Work instructions:
1 > Answer these questions about the passage on conversational norms:
(a) Which TV show does the passage say showed how women "really talk to each other"?
(b) Over what period does it place the transition in many white-collar professional contexts?
(c) At high school, which group's mixed-company norms did the writer enjoy more than those of the all-male sports teams?
2 > Write out the passage on conversational norms word for word, starting at "This is partly" and ending at "less overt aggression).".

Quoted text:
<<<<

This is partly because the norms of mixed company are now, and long have been, far more influenced by all-female conversational and social norms than all-male ones. Sure, people were a bit scandalised when Sex and the City came out and showed how women "really talk to each other", but in general, my sense is that there's less of an obvious frame-shift between all-female and mixed company than all-male and mixed company. This is especially true given the major transition in many white-collar professional contexts over the last thirty years from male conversational norms (Pirelli calendar, lots of banter, explicitly cut-throat dynamics) to female ones (superficial positivity, politeness, less overt aggression).
I'd flag that in giving the above spiel, I'm not defending male conversational norms as inherently superior or suggesting that there's nothing wrong with making rape jokes on twitter. A lot of men feel that the "locker room talk" is puerile or gross or dumb, and deliberately avoid it; for my part, at high school I always enjoyed the comparatively polite mixed-company norms of Drama Club more than those of the all-male sports teams (although it was partly because I was a horny straight male teenager and had crushes on various theatre girls). On top of that, men since time immemorial have known that certain kinds of banter or humour were not suitable for mixed company, and people who make rape jokes in front of women are violating male as much as group social norms ("don't scare the hoes" may be a modern coinage but the sentiment is an old one). Of course, social media makes these things complicated insofar as it collapses traditional distinctions of space and group, but I think Fuentes knew exactly what he was doing.

>>>>

[Point annotation records]
<<<<

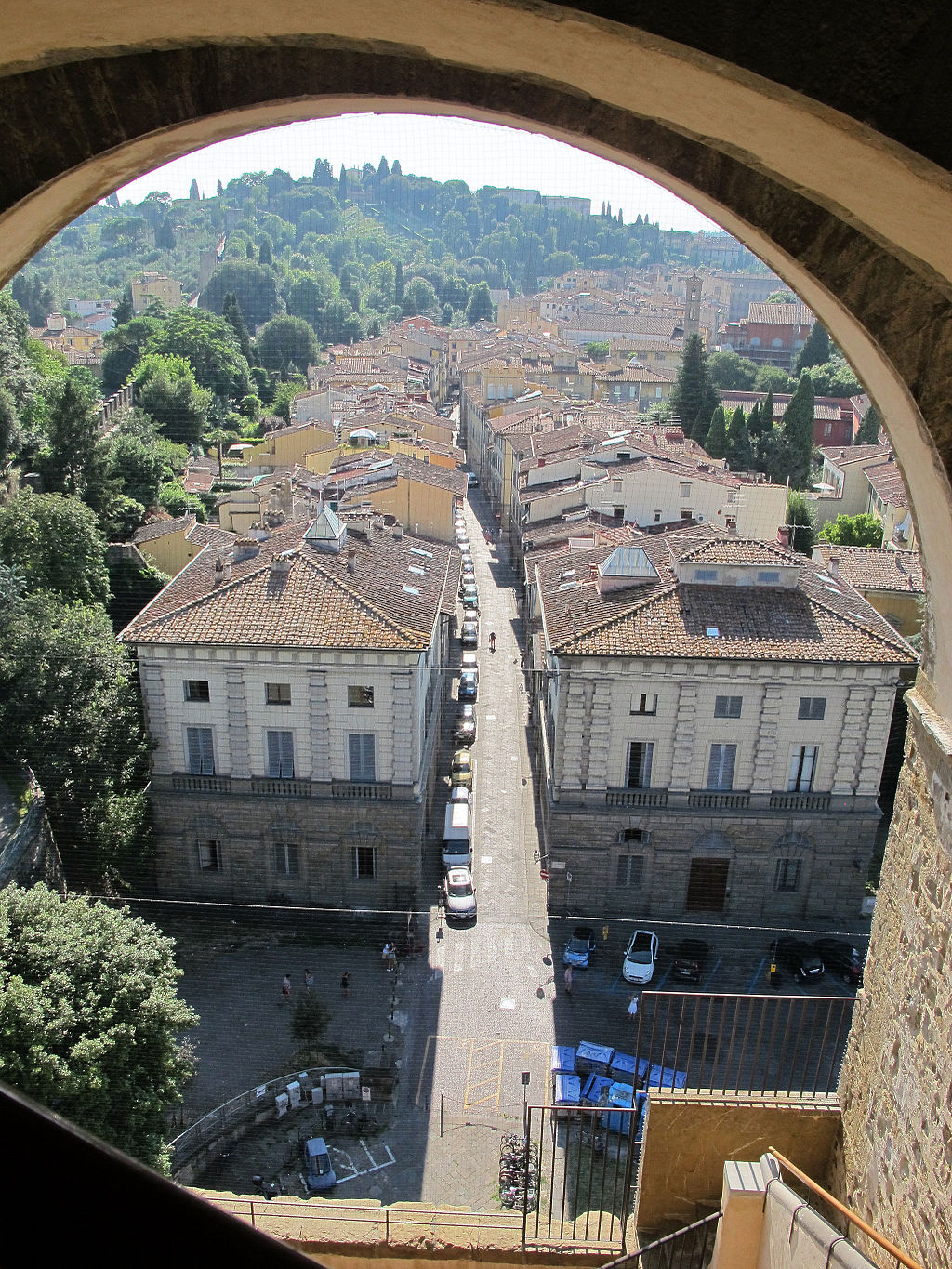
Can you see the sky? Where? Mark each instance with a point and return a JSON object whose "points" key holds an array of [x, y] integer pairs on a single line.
{"points": [[441, 148]]}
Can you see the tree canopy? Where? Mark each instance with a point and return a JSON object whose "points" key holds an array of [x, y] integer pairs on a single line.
{"points": [[694, 399], [90, 1017], [54, 543], [853, 531]]}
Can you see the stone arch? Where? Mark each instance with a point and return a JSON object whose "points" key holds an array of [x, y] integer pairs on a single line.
{"points": [[834, 169]]}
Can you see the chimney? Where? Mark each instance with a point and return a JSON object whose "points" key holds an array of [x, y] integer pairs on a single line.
{"points": [[244, 549]]}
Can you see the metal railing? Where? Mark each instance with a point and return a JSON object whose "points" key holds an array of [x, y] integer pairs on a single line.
{"points": [[690, 1248], [579, 1175], [732, 1043], [879, 1238]]}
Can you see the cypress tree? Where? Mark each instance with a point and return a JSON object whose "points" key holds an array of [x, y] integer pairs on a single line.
{"points": [[739, 452], [694, 393], [716, 439], [868, 430], [798, 431]]}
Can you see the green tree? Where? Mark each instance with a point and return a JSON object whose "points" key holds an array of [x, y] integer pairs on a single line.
{"points": [[253, 284], [285, 343], [124, 348], [853, 531], [868, 430], [798, 431], [166, 390], [480, 305], [52, 541], [694, 396], [598, 350], [72, 433], [740, 456], [772, 378], [209, 345], [232, 315], [716, 439], [815, 350], [90, 1017], [800, 521], [70, 708]]}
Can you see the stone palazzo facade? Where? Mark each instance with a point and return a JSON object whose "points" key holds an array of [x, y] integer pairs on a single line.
{"points": [[712, 717]]}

>>>>

Outputs by task:
1 >
(a) Sex and the City
(b) The last thirty years
(c) Drama Club

2 >
This is partly because the norms of mixed company are now, and long have been, far more influenced by all-female conversational and social norms than all-male ones. Sure, people were a bit scandalised when Sex and the City came out and showed how women "really talk to each other", but in general, my sense is that there's less of an obvious frame-shift between all-female and mixed company than all-male and mixed company. This is especially true given the major transition in many white-collar professional contexts over the last thirty years from male conversational norms (Pirelli calendar, lots of banter, explicitly cut-throat dynamics) to female ones (superficial positivity, politeness, less overt aggression).